▶ _WORK ORDER 1_
In the passage on the protein evolution study, which researcher is named as the study's principal researcher?
▶ _WORK ORDER 2_
Please rewrite part of the passage on the protein evolution study, starting at "Their work relies" and ending at "across biological networks.", and swap "protein architecture" for "protein structure".
▶ _WORK ORDER 3_
Continue the passage on the protein evolution study from its final sentence.

____ EXTRACT TO READ

The study appears this week in the online edition of the Proceedings of the National Academy of Sciences.
Their work relies on established techniques of phylogenetic analysis developed in the past decade to plot the evolution of genes and organisms but which have never before been used to work out the evolutionary history of protein architecture across biological networks.
"We are interested in how structure evolves, not how organisms evolve," said professor of crop sciences Gustavo Caetano-Anollés, principal researcher on the study, which was co-written by graduate student Hee Shin Kim and emeritus professor of cell and developmental biology Jay E. Mittenthal. "We are using the techniques of phylogenetic analysis that systematicists used to build the tree of life, and we are applying it to a biochemical problem, a systems biology problem."

________
____ DATA

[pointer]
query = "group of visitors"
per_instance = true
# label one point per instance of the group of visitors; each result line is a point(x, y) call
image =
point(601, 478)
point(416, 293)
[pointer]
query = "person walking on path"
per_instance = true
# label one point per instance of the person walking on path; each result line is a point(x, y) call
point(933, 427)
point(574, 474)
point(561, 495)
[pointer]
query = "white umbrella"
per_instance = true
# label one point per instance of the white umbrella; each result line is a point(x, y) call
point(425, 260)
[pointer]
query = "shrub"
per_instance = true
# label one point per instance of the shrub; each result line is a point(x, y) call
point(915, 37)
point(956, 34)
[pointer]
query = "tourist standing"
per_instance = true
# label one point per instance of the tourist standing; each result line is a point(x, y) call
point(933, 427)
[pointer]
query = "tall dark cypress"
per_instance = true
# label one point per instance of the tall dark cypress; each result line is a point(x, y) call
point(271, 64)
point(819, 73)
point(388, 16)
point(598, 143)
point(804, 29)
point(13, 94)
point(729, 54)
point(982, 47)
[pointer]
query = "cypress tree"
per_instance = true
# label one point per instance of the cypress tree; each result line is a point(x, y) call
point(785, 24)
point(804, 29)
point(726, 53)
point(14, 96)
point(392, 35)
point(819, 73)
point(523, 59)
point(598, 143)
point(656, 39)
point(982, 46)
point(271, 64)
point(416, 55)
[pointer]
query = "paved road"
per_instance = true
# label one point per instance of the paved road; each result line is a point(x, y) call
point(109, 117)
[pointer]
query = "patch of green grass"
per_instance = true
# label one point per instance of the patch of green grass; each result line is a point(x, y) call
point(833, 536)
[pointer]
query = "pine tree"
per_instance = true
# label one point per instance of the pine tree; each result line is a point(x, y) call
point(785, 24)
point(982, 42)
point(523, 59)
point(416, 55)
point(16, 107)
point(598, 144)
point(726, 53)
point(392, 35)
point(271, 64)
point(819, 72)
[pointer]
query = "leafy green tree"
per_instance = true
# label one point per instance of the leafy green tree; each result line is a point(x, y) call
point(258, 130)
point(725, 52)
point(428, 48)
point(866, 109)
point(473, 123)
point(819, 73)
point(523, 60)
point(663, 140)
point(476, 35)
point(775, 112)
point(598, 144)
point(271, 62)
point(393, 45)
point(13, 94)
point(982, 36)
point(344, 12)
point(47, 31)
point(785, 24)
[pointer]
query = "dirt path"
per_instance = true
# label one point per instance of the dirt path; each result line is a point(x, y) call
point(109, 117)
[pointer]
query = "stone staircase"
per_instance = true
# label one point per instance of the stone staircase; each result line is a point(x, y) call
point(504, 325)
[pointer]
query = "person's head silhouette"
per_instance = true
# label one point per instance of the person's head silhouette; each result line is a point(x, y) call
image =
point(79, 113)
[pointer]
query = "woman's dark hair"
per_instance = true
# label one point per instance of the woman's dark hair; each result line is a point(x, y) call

________

▶ _ANSWER SECTION 1_
Gustavo Caetano-Anollés, a professor of crop sciences.

▶ _ANSWER SECTION 2_
Their work relies on established techniques of phylogenetic analysis developed in the past decade to plot the evolution of genes and organisms but which have never before been used to work out the evolutionary history of protein structure across biological networks.

▶ _ANSWER SECTION 3_
To get at the roots of protein evolution, the researchers examined metabolic proteins at the level of their component structures: easily recognizable folds in the proteins that have known enzymatic activities. These protein domains catalyze a range of functions, breaking down or combining metabolites, small molecules that include the building blocks of all life.
Their findings relied on a fundamental assumption: that the most widely utilized protein folds (they looked at proteins in more than 200 species) were also the most ancient.
"Protein architecture has preserved ancient structural designs as fossils of ancient biochemistries," the authors wrote.
The team used data from two international compilations of genetic and proteomic information: the metabolic pathways database of the Kyoto Encyclopedia of Genes and Genomes, and the Structural Classification of Proteins database. They combined these two data sets with phylogenetic reconstructions, or family trees, of protein fold architectures in metabolism. They created a new database, called the Molecular Ancestry Network (MANET: http://www.manet.uiuc.edu/index.php) which links these data sources into a new global network diagram of metabolic pathways.
The researchers added color, representing evolutionary age, to their diagrams of metabolic networks (for an example, see the purine metabolism network in MANET). The result is a multicolored mosaic of protein fold evolution. The mosaic shows that modern metabolic networks ?and even individual enzymes ?are composed of both very ancient and much more recent protein architectures.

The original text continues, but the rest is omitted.